WORK INSTRUCTIONS: Copy every record word for word. The images stay behind.

[Records excerpted from a collection]
※ ※ ※

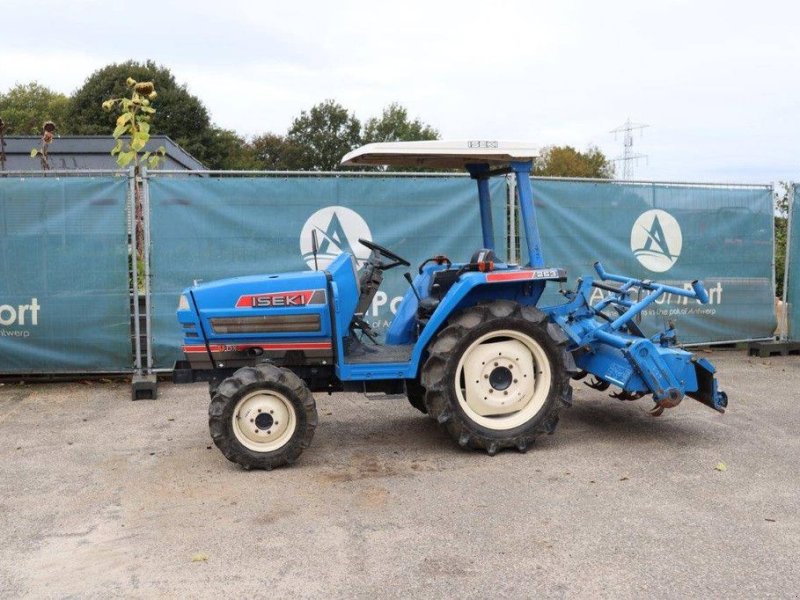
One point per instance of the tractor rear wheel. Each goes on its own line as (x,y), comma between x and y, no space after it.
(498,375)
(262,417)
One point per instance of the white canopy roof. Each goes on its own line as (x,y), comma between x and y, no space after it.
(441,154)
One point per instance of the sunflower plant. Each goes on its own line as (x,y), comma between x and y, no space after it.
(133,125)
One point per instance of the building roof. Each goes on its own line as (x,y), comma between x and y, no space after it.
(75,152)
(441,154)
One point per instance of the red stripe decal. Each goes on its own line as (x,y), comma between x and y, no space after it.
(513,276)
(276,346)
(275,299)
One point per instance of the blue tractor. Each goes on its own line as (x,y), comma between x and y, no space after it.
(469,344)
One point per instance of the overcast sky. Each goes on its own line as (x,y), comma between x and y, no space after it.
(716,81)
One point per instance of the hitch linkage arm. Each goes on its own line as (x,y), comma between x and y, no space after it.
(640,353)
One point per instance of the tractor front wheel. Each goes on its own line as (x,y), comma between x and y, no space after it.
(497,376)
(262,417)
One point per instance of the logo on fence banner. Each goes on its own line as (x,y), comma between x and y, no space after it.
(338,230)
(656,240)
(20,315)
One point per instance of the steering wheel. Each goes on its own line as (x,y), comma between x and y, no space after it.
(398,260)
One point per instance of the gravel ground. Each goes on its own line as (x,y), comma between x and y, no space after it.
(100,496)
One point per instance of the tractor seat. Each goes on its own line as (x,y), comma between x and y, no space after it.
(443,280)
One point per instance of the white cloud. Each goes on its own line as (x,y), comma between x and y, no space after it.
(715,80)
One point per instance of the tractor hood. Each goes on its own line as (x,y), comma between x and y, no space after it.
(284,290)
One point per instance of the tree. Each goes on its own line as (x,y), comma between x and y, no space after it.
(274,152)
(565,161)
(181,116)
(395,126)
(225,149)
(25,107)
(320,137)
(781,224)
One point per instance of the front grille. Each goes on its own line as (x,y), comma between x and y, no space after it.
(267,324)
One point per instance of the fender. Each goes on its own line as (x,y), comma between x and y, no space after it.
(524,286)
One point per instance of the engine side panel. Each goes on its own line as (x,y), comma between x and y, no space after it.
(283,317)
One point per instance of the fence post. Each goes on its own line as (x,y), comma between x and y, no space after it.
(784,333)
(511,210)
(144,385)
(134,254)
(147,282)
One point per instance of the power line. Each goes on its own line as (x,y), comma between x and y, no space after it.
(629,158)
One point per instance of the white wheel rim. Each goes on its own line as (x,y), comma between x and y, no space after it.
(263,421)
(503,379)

※ ※ ※

EXERCISE RESPONSE:
One point per instance of the tractor rear wheel. Each goes on its own line as (x,y), comma between x and y, no space after it.
(498,375)
(262,417)
One point per instance of the white canopy roof. Each goes on its own line as (x,y), comma between x and y, no space after it.
(441,154)
One point per instance of the sunflower plant. Each goes on its own line as (x,y), comma between x and y, no space after it.
(133,125)
One point per instance of the building roof. Each goes on its own line as (x,y), comma between x and y, no space after it.
(75,152)
(441,154)
One point per instance of the red stripe decal. Each goes on its own line as (x,y), comma between x and y, no space after it.
(513,276)
(276,346)
(275,299)
One point per instance of the blue tractor. Each goes on its own line as (x,y), comma between x and y, no space after it.
(469,344)
One point per instance of the overcast sky. Each goes on its own line as (x,y), comma between x and y, no space after it.
(716,81)
One point per instance of the hitch linkage arm. Each goes on its own line as (x,y), comma between x and y, no space after it.
(640,353)
One point per instance of the tractor front wheel. Each goes on its own line as (x,y), comma between x and y, no space after it.
(497,376)
(262,417)
One point per instance of the logo on fence banner. Each goes on its own line as (x,y), comma between x and y, no space after it.
(338,230)
(656,240)
(20,315)
One point per instance of the steering wheel. Each goes on its own line as (x,y), comma between x and y, no space after it.
(398,260)
One point per instance of the gravel ground. Each goes on its own line as (x,y), comma between x and y, no space after it.
(100,496)
One point per instance of the tractor seat. Each goes on its own line as (x,y), comma between x and y, no space after it.
(443,280)
One point per instance of the white cloud. Each goes on its own line as (x,y), comma between x and y, no space after it.
(715,80)
One point per instance of the tractor hood. Each goes on its own line as (x,y), comma between x and y, no space after it.
(284,290)
One point per instance of the tree. Each goes on its own line as (x,y), comma between x and y, no space after it.
(274,152)
(565,161)
(181,116)
(395,126)
(225,149)
(25,107)
(320,137)
(781,224)
One point per instance of the front grille. Each goes on its own line as (x,y), comma between x and y, no space after it.
(267,324)
One point per instance of the fender. Each goes on its own line as (x,y), comma between x and y, no space after it.
(524,286)
One point per instance of the engine side panel. Each goes on its own line as (x,y), comma between x and y, no space after it.
(283,317)
One point per instance of the fence post. Each goes on its own line as (x,y), comma between x and y, no space after it.
(784,333)
(511,210)
(144,385)
(134,254)
(147,282)
One point per instance of the power line. Each goes on its own line as (x,y), comma between x and y, no space after it.
(629,158)
One point per instance of the white wheel rim. Each goes on its own line as (x,y), comma between x and y, no space after it.
(263,421)
(503,379)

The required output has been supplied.